According to the text on Sanyo's real-time 2D to 3D conversion technique, what concept does the Computed Image Depth method work on?
=== TEXT PROVIDED ===
S-32.2: "A Real-Time 2D to 3D Conversion Technique Using Computed Image 
   Depth" (Sanyo)
 - This arose as part of the 3D display program - due to the perceived
   shortage of 3D material, it was decided to try to develop an algorithm
   to convert existing 2D material to stereo in real time, and put it on
   a VLSI chip.
 - The chip utilizes two methods separately or in combination, depending
   on the cues that are available in the image:
    - Modified Time Difference (MTD): picks up image cues from lateral
      motion.
    - Computed Image Depth (CID): works on the concept that nearer objects
      generally have greater contrast and sharpness than more distant
      objects. The scene is divided up into a large number of squares,
      and an estimate made for the depth of each. The elements are then
      shifted differently in the left and right views, the amount of shift
      depending on the estimated distance (for example, a distant object
      would be shifted more to the left in the left view, and more to the
      right in the right view).
 - The computed left and right views are shown sequentially and viewed using
   LCS glasses. The system was demonstrated on a video including video and
   still images. I was pleasantly surprised at how well it worked. The
   perception of depth was not completely continuous and didn't work ideally
   for all still images, but most of the video shots and many of the still
   images showed depth in about the same way I would have judged it looking
   at a 2D display (except that it was the chip making the judgements).
=== RAW DATA ===
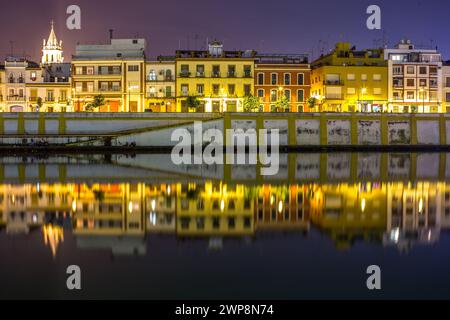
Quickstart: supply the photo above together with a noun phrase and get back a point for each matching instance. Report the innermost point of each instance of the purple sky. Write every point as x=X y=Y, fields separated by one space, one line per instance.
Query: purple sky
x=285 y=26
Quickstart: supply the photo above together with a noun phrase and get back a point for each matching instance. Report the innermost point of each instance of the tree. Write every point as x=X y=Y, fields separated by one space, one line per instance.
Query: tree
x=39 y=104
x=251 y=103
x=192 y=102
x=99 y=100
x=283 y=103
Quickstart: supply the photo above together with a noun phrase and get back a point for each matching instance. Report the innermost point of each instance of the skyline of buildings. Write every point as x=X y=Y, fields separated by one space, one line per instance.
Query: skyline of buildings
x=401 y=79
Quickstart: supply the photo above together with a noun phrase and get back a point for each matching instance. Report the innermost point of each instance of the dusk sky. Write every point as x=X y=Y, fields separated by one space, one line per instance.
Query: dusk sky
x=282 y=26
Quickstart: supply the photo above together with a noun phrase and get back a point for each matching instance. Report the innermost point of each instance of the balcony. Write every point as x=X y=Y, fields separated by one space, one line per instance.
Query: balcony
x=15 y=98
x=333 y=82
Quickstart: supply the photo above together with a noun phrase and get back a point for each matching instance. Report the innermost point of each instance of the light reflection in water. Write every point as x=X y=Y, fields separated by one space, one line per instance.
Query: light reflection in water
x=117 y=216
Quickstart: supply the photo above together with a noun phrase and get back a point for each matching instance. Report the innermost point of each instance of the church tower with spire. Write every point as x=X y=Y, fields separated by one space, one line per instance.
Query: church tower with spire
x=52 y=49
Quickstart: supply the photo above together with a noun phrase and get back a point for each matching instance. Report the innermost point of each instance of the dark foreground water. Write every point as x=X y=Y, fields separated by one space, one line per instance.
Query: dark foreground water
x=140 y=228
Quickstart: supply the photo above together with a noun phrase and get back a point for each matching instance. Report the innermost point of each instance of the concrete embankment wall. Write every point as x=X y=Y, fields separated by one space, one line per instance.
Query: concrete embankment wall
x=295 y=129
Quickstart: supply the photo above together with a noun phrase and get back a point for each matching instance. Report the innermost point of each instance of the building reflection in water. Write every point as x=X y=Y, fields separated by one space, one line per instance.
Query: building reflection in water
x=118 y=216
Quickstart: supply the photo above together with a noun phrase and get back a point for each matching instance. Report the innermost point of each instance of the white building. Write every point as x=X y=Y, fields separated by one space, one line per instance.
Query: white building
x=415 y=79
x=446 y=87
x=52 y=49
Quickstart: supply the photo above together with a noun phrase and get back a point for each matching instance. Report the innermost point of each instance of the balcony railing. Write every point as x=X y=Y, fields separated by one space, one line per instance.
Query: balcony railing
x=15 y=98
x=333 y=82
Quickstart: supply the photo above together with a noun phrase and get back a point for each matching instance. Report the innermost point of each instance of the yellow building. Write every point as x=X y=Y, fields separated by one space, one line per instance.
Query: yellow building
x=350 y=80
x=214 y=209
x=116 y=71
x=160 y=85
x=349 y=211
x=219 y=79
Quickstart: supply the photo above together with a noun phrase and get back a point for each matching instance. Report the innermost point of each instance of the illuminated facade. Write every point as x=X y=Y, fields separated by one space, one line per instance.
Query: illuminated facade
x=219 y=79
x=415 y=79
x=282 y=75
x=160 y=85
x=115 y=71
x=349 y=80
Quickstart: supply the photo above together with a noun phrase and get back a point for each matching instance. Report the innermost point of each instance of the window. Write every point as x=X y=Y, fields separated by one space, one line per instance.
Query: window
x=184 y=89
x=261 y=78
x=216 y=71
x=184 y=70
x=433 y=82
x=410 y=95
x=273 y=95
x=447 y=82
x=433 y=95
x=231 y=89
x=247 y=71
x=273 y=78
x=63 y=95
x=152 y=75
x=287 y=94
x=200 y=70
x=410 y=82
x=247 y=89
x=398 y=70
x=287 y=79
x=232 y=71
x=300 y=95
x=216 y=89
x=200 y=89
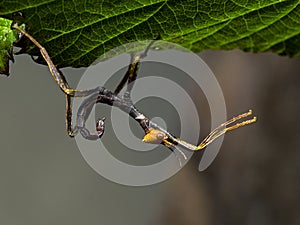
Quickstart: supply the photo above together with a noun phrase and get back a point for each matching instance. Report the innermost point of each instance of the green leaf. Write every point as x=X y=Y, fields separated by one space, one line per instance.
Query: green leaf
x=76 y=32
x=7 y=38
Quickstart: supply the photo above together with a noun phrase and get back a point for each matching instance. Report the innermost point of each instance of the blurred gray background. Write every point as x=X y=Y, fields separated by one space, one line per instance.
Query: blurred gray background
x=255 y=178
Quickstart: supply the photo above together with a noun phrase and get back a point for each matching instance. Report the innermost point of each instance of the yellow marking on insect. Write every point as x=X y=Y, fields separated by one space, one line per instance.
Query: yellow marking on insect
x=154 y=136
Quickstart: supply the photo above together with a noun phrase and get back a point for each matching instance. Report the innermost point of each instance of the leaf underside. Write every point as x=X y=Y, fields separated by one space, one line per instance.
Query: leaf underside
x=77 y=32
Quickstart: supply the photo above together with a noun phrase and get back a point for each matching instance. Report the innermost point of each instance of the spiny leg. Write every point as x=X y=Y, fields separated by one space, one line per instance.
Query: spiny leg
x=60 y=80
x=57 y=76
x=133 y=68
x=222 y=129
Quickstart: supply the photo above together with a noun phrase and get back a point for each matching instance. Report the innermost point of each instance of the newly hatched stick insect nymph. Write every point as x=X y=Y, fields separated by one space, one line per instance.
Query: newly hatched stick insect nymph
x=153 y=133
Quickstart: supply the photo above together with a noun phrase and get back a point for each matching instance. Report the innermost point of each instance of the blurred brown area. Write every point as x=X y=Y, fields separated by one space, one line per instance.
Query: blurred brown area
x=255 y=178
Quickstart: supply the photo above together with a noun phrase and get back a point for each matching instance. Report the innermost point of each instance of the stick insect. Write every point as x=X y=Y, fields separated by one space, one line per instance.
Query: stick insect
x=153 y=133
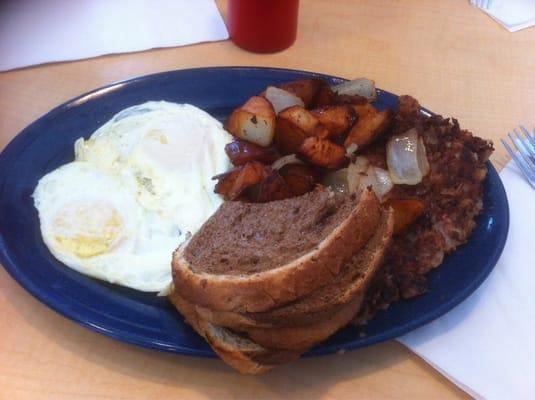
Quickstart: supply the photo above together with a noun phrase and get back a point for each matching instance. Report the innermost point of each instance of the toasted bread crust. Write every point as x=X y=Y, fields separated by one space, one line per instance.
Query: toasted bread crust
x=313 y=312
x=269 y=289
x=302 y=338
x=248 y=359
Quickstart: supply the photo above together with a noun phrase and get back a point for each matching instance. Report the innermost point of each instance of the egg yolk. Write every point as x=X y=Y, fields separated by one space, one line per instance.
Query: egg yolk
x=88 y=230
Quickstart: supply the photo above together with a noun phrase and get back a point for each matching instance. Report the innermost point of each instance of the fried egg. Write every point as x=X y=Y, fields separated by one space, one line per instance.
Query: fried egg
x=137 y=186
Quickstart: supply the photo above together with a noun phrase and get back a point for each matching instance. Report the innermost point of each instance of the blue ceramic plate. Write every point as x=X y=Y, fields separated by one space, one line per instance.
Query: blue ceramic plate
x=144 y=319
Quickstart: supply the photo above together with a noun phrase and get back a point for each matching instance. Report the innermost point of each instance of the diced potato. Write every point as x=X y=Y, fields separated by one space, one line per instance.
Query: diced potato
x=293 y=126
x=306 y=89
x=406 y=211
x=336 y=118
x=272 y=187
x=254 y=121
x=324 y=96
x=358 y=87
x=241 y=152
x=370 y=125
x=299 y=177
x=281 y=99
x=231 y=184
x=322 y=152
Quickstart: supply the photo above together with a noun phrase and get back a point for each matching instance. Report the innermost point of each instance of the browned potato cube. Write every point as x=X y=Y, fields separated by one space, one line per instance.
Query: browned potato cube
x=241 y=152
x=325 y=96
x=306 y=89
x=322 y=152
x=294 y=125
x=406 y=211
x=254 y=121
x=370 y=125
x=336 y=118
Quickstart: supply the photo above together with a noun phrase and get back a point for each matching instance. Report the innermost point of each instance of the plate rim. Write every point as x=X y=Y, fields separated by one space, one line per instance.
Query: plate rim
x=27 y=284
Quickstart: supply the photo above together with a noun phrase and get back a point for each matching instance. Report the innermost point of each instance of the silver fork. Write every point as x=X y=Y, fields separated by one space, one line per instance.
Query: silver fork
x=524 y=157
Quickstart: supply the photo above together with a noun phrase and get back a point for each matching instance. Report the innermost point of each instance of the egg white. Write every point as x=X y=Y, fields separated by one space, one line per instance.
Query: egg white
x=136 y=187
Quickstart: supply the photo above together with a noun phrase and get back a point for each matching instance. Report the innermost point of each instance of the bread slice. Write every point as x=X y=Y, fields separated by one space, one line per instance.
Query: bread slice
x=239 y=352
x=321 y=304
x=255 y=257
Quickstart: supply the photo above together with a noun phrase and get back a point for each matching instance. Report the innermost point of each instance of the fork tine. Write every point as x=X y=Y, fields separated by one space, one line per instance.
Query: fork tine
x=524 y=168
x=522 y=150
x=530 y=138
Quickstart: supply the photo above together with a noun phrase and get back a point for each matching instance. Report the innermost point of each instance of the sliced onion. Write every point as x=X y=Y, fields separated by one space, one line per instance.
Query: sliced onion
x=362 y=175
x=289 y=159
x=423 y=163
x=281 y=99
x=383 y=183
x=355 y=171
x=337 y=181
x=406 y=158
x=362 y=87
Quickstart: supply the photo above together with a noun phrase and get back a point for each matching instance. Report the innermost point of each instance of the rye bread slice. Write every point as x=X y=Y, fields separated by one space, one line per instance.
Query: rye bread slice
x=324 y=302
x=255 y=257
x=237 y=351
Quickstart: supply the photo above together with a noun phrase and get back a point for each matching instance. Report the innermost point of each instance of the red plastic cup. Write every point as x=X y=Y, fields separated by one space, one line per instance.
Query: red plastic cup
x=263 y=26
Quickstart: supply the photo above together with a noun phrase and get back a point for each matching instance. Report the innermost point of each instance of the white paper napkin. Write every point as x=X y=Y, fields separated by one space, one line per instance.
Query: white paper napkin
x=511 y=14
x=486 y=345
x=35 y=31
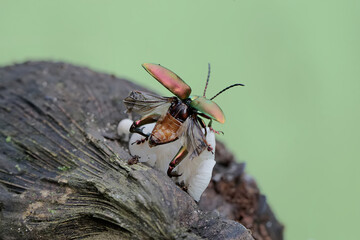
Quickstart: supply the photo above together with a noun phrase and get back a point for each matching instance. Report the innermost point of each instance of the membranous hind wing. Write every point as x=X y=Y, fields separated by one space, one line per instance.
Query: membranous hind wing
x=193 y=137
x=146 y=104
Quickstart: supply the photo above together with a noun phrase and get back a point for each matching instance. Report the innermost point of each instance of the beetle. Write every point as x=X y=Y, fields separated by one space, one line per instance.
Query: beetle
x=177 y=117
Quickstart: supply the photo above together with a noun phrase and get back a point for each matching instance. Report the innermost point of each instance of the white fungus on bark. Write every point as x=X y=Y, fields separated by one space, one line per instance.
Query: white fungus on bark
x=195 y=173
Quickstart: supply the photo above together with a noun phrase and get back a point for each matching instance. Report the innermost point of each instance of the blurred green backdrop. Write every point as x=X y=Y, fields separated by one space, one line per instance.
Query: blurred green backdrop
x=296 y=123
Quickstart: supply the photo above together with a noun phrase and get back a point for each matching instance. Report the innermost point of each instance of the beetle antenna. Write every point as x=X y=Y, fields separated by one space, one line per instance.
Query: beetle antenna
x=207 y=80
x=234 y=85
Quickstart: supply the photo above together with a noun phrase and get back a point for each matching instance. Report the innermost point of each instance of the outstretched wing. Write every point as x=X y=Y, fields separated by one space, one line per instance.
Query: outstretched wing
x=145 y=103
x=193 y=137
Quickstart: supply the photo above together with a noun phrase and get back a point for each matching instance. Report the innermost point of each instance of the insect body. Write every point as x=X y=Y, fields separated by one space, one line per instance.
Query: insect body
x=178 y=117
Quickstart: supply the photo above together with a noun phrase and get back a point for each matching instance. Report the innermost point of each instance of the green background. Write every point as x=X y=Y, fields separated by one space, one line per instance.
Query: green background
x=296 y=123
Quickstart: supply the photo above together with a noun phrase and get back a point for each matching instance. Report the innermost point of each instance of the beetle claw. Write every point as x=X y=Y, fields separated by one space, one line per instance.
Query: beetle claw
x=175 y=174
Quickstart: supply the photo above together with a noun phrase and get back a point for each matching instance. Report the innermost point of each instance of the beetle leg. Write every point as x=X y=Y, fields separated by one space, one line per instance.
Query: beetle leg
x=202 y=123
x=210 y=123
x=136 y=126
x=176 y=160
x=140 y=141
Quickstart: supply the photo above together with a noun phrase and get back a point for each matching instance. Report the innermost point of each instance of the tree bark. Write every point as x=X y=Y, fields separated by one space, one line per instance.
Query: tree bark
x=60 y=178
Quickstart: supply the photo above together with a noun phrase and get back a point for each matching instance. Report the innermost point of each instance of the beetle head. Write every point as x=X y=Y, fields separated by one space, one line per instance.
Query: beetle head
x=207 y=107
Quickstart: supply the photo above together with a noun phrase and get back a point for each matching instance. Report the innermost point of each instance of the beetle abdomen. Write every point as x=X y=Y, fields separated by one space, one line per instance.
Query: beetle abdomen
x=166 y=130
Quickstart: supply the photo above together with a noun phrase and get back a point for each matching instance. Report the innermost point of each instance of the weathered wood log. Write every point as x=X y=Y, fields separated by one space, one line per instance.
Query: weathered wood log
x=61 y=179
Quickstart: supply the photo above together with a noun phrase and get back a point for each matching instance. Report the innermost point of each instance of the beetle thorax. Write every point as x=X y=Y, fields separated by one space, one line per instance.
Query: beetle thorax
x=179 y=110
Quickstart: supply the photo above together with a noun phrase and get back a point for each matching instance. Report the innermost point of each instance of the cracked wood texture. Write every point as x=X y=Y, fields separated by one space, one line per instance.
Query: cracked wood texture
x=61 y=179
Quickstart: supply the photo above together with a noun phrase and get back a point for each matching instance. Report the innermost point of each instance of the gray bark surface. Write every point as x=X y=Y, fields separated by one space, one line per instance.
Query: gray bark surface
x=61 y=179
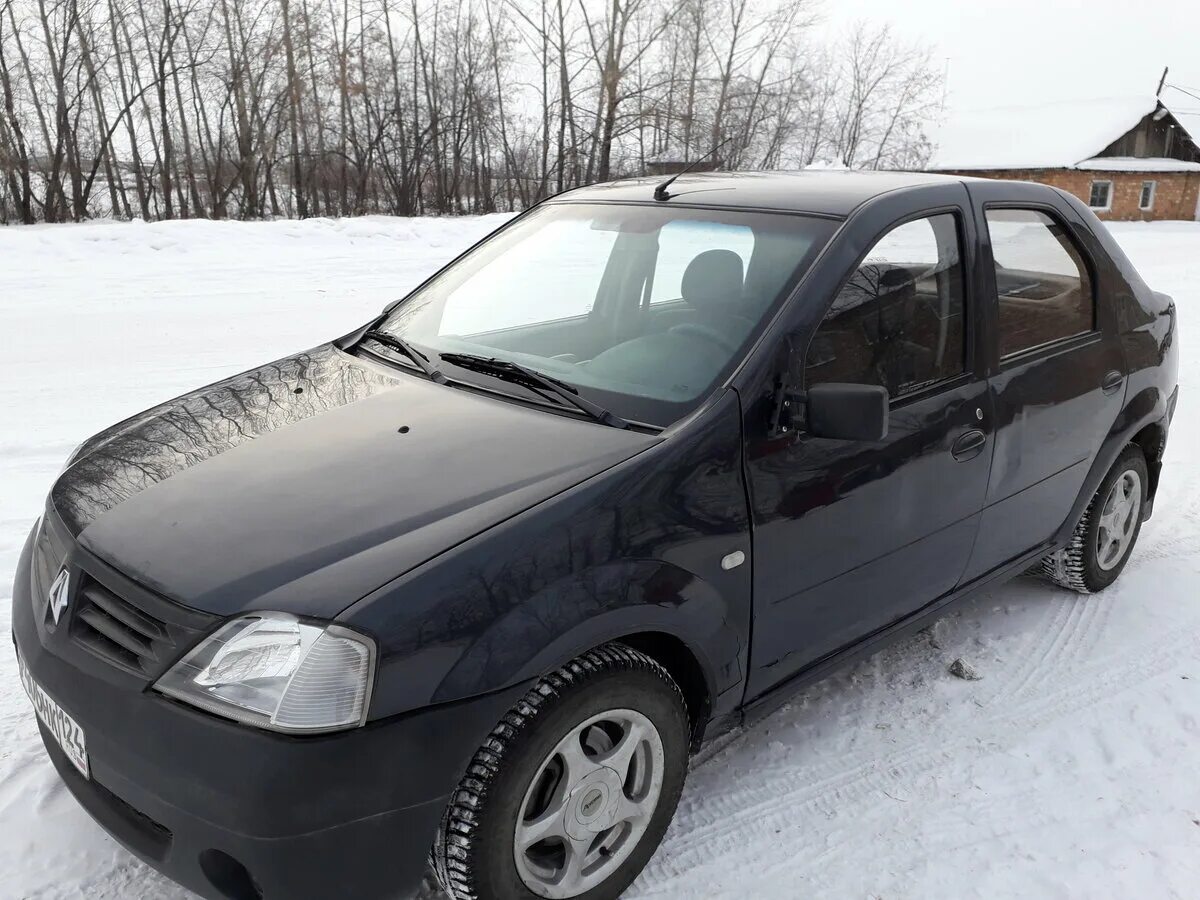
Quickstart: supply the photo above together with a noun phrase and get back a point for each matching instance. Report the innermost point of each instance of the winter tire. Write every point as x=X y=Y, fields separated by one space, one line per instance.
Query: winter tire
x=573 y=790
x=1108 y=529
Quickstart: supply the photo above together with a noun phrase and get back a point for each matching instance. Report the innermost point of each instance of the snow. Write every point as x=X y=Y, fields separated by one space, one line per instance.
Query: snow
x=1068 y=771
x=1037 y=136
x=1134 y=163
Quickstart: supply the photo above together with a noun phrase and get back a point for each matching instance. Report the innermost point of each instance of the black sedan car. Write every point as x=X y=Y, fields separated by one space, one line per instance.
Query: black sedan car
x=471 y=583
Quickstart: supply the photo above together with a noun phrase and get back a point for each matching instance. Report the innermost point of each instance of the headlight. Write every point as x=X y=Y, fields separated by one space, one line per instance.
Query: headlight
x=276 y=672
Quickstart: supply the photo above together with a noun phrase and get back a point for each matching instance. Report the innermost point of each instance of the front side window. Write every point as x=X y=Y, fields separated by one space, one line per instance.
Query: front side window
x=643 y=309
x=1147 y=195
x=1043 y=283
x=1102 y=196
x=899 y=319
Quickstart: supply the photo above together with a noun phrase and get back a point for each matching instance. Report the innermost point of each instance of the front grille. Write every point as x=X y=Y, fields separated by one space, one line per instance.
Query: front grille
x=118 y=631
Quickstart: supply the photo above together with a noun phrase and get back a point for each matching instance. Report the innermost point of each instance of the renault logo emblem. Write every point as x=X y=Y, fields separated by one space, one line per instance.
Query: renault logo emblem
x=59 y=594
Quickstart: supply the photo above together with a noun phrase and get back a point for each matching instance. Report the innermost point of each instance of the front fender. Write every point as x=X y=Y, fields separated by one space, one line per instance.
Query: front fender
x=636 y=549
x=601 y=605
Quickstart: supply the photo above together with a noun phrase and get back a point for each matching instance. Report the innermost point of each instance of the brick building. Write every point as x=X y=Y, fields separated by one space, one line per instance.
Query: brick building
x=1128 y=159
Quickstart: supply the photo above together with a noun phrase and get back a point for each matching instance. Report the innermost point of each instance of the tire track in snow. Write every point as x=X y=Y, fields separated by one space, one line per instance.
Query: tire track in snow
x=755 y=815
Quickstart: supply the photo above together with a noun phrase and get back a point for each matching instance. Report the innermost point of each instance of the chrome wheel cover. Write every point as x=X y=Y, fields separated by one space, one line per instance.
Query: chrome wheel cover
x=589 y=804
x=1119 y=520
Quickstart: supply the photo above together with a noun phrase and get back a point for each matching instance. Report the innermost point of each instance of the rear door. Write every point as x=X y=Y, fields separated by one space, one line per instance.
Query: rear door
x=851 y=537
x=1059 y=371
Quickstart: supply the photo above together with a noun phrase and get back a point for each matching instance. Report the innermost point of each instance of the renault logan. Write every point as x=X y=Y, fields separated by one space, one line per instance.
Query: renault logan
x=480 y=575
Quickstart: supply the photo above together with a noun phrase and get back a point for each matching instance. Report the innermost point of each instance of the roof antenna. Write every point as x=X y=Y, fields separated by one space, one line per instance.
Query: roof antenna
===
### RESULT OF THE TASK
Nearer objects generally have greater contrast and sharpness than more distant objects.